Pull out each of the lines below that contains the word "brick", and copy them unchanged.

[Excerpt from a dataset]
┄┄┄┄┄┄┄┄┄┄

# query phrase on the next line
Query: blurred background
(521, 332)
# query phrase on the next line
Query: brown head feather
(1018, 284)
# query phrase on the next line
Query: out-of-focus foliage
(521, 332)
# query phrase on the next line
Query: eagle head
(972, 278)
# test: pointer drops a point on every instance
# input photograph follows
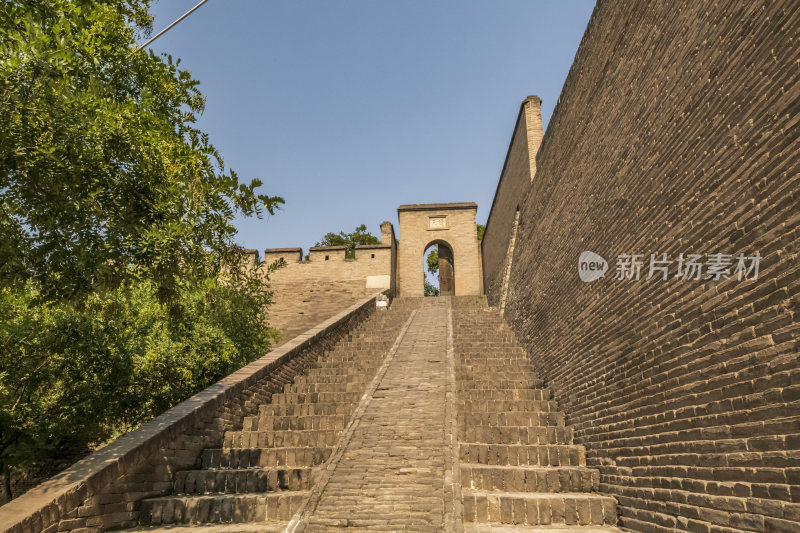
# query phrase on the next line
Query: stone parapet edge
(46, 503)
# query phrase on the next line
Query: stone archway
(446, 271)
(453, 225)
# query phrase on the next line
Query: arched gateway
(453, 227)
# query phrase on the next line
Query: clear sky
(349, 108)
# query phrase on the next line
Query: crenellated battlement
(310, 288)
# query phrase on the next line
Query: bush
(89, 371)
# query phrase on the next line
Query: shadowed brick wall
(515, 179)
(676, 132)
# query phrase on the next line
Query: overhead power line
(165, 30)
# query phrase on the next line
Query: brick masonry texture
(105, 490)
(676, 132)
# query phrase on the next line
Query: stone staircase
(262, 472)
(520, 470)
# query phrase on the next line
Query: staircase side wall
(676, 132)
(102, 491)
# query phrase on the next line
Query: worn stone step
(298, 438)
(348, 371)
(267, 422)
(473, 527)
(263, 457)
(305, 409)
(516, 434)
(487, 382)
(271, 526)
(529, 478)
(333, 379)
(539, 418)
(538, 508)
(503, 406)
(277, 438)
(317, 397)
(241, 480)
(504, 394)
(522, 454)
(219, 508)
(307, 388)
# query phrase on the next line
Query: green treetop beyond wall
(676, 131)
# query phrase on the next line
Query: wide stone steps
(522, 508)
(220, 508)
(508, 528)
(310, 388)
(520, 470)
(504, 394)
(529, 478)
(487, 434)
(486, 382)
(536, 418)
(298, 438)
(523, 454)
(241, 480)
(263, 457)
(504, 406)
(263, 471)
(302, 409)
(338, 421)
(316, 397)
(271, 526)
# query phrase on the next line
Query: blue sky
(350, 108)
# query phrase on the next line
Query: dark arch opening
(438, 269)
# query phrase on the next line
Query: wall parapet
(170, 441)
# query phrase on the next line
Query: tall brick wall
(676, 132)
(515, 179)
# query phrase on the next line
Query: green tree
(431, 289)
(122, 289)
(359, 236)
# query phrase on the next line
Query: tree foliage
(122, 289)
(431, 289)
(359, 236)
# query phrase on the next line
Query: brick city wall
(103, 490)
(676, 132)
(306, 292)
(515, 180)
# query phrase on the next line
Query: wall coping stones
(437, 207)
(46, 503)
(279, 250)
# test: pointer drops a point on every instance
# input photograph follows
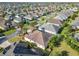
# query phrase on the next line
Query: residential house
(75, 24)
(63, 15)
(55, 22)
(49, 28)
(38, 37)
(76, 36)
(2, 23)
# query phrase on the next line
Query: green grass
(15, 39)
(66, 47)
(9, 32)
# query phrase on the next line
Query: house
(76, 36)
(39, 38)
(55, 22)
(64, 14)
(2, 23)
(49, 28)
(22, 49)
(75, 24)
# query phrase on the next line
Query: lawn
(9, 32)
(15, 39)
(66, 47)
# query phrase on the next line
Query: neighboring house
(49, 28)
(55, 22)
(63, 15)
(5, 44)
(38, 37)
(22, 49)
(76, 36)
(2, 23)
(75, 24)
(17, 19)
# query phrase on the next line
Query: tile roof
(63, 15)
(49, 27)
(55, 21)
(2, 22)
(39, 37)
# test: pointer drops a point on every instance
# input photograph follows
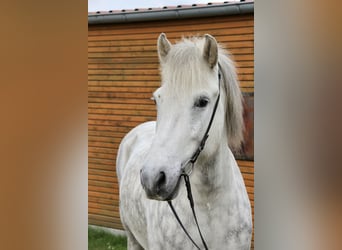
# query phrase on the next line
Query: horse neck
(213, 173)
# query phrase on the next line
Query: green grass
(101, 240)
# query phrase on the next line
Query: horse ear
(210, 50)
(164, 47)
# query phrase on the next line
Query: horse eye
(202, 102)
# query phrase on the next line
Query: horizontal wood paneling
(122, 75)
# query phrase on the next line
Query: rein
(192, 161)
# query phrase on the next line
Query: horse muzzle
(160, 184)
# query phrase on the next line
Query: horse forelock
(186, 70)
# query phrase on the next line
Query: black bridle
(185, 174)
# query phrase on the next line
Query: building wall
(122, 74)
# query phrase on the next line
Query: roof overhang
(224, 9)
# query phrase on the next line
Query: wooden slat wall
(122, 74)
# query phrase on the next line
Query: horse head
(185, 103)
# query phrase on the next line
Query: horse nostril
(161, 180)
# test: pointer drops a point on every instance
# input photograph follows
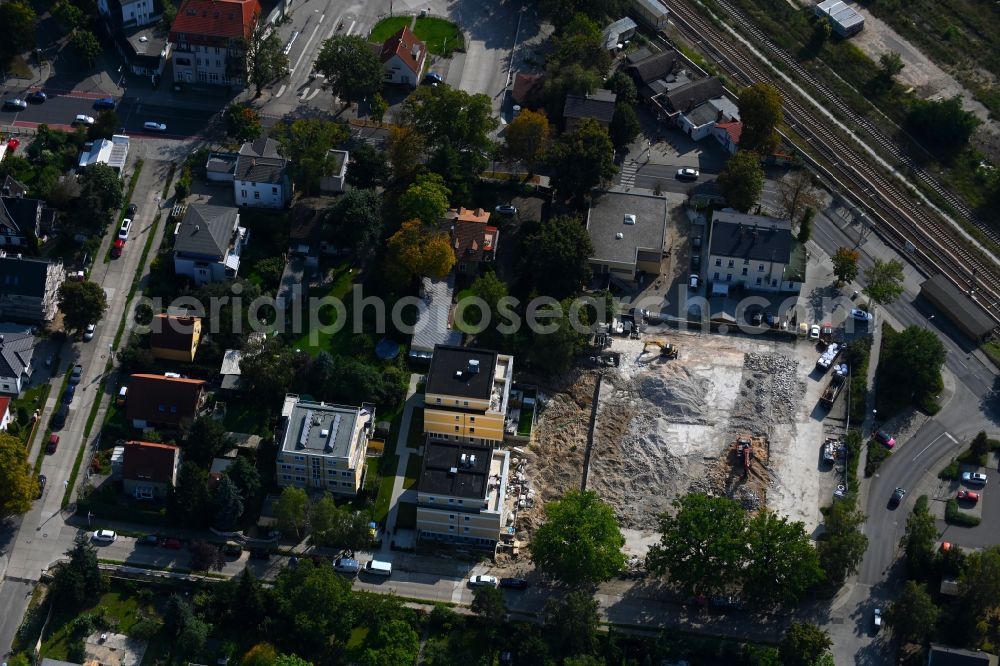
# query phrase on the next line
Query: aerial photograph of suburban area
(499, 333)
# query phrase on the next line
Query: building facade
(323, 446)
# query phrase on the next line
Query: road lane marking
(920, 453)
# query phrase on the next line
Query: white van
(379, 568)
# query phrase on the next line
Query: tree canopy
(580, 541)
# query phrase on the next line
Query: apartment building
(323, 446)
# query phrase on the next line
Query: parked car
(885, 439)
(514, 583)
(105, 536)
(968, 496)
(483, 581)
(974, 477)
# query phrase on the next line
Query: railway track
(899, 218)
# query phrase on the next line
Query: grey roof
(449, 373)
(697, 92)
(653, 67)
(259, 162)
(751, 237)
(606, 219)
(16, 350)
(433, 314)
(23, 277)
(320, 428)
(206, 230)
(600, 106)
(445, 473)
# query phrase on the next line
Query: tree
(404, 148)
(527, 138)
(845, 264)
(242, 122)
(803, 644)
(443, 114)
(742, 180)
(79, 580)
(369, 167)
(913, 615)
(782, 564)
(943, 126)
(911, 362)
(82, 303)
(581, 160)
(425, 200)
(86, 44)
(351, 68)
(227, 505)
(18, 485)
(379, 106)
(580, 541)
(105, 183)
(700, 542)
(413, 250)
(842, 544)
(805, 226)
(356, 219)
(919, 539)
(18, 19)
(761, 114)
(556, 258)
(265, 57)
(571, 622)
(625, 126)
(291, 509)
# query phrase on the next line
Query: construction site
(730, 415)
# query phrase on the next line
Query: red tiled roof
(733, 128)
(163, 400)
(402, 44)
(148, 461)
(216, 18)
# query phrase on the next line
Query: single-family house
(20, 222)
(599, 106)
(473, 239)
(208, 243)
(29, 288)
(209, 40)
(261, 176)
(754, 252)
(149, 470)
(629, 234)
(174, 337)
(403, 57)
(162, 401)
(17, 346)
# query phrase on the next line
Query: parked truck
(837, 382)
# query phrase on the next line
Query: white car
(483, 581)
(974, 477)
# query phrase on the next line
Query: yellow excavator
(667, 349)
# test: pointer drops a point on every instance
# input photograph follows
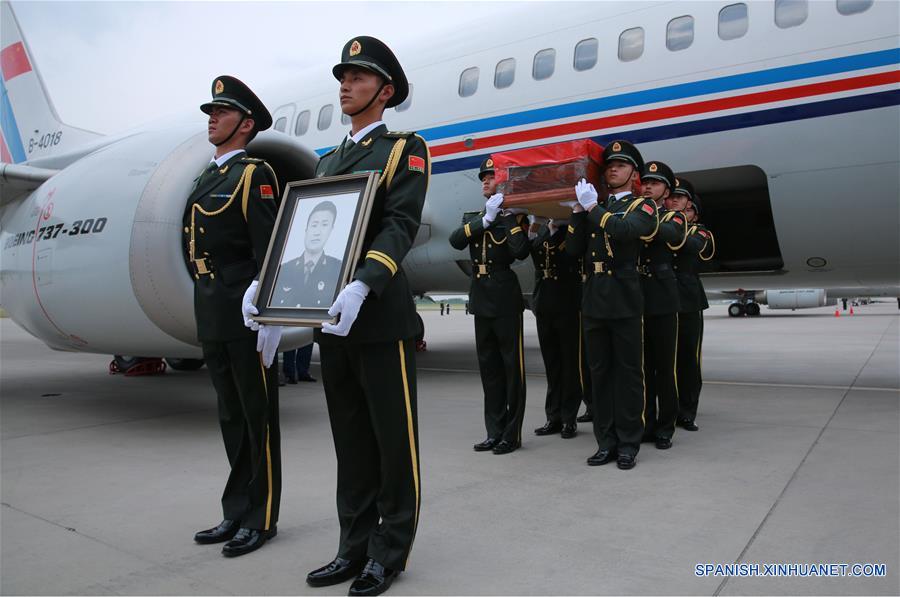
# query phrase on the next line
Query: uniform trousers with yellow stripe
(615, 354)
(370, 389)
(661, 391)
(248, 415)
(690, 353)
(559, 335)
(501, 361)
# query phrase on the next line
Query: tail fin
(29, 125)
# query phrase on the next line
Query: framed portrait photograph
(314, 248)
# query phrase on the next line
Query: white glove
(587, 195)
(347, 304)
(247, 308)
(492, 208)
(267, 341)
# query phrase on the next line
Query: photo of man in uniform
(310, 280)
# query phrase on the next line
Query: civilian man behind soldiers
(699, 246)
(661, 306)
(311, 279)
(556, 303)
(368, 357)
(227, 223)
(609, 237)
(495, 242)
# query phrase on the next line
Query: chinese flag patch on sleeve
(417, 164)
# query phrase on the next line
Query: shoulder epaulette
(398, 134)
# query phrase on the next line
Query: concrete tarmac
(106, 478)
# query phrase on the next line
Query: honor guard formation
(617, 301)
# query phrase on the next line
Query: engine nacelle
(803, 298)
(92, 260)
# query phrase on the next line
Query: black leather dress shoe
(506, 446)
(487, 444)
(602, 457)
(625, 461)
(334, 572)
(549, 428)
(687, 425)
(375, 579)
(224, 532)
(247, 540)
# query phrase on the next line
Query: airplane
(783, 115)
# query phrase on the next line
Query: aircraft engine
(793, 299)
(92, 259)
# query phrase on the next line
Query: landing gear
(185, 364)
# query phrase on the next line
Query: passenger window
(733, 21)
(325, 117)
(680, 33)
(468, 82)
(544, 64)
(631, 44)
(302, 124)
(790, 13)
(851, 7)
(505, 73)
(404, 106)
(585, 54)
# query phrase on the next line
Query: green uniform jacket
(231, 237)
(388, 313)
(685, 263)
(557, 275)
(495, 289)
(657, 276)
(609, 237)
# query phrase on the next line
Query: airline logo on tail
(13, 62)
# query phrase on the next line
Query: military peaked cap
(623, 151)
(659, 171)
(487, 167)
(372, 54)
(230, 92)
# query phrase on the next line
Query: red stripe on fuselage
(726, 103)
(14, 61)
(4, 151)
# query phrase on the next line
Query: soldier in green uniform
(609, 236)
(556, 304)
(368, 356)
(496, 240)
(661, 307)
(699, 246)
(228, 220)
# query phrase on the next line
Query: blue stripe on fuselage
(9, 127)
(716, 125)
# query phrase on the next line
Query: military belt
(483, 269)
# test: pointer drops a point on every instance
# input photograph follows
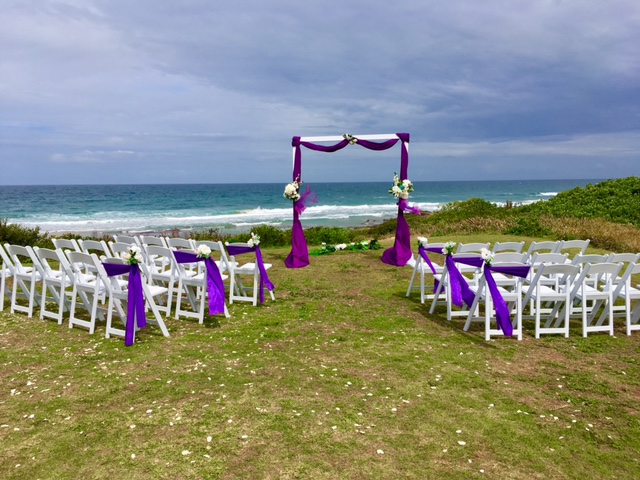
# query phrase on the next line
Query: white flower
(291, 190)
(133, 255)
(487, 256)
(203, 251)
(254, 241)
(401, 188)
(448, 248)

┄┄┄┄┄┄┄┄┄┄

_Task result_.
Query: shadowed brick wall
Query: brick masonry texture
Query: tall brick wall
Query: brick city wall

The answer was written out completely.